TEXTO EM ESTUDO |

------------------------------------------------------------

Pois, é! Sinforosa foi o nome que demos a camioneta
Chevrolet ano 51 de meu pai e que foi o veículo de transporte por toda a nossa
infância, entre a localidade rural e a cidade, onde estudávamos.
Mas o que estou querendo, na verdade, transcrever
agora diz respeito a Seu Manoel Torres, esse caicoense que partiu hoje deixando
o Rio Grande do Norte mais pobre, politicamente, como está noticiando a
imprensa. Até este domingo, com mais de 90 anos de idade, era ele o político seridoense
ainda vivo dos mais respeitados da história político-partidária do RN. Das fileiras
do antigo PSD (Partido Social Democrático), foi um de seus fundadores no estado
nas eleições da redemocratização em 1945. Fiel aos seus ideários, também foi um
dos fundadores no RN do MDB (Movimento Democrático Brasileiro), depois o partido
PMDB, ao lado de Aluizio Alves (que saíra do governo e vida pública cassado pelos Militares), tornando-se nessas últimas décadas
seu presidente de Honra no diretório de Caicó, por sua postura de hombridade, lealdade,
coerência e altivez na convivência política, tanto que todo candidato que almejasse
da confiança do eleitor, propunhava-se a ouvi-lo, pousando para fotos de divulgação
ao seu lado.
Nato empreendedor, ao lado dos irmãos, entre os
quais, Polion, José, Sebastião e Chico, impulsionou a economia da cidade,
gerando emprego, renda e riqueza para a região, especialmente na indústria
algodoeira, durante o auge do ciclo do algodão, como também no ramo comercial e
de serviços.
Na política, Manoel Torres foi eleito prefeito de
Caicó duas vezes (em 1972 ganhou do dinartista e médico Vivaldo Costa e em 1988
do médico Silvio Santos), perdeu duas vezes (em 1968 para o candidato dinartista,
o advogado Francisco Medeiros, o Dr. Chiquinho, e em 1996 para Dr. Vivaldo),
foi vice-prefeito de Roberto Germano (2000), foi eleito deputado estadual em quatro
legislaturas, a primeira em 1954, e primeiro suplente de senador em 1994 (do ex-governador
Geraldo Melo). A vizinha Timbaúba dos Batistas, terra de suas origens, foi
desmembrada de Caicó em 1962 através de proposição parlamentar de sua autoria.
Como política e futebol se fundem em popularidade,
foi na acirrada campanha de 1968 em que ele perdeu por apenas 72 votos para Dr.

------------------------------------------------------------

TAREFA A | Liste os irmãos de Manoel Torres mencionados pelo nome no texto sobre ele.
TAREFA B | Retome o texto sobre Manoel Torres e continue a escrita a partir do ponto em que ele termina.

------------------------------------------------------------

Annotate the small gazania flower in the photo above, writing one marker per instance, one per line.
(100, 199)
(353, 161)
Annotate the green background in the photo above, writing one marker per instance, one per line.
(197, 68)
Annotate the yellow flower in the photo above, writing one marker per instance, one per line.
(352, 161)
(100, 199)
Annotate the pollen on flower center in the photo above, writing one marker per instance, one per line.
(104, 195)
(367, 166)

------------------------------------------------------------

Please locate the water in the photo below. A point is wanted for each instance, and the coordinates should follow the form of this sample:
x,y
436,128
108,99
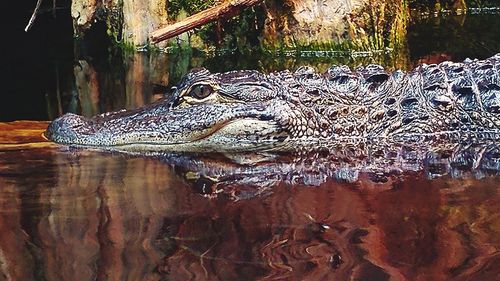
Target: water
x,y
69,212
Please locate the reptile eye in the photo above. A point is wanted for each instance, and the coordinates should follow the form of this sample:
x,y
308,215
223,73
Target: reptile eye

------------------------------------------------------------

RESPOSTA ESCRITA A | Polion, José, Sebastião e Chico.

RESPOSTA ESCRITA B |
Chiquinho, que uma das figuras mais ferrenha, vitima de insultos e brigas nas
tradicionais passeatas dos comícios ganhou notoriedade: Dona Maria de Tibúrcio,
mãe do jogador de futebol Pedrinho de Tibúrcio e fiel escudeira de Seu Manoel Torres.
No campo ou na rua, sua imagem era um desacato na provocação ao seu candidato e
como resposta desaforada ao outro, chamado pelos adversários de Chico Burra-cega.
Outro fato inusitado dessa campanha, o vereador surpreendentemente
mais votado foi eleito sem dificuldade alguma, apenas por causa de seu nome
Manoel Abgail. Ou seja, durante a campanha, o locutor nos comícios anunciava “É
seu Mané”, em alusão ao candidato a prefeito, porém as pessoas dinartistas da cidade começaram
a responder “Abgail”, que era o
candidato a vereador, aumentando a sua popularidade e sua estupenda vitória nas
urnas. Seu Manoel Abgail não era aluizista, como era Seu Manoel Torres, mas
ganhou votos das duas bandeiras, verde e vermelha.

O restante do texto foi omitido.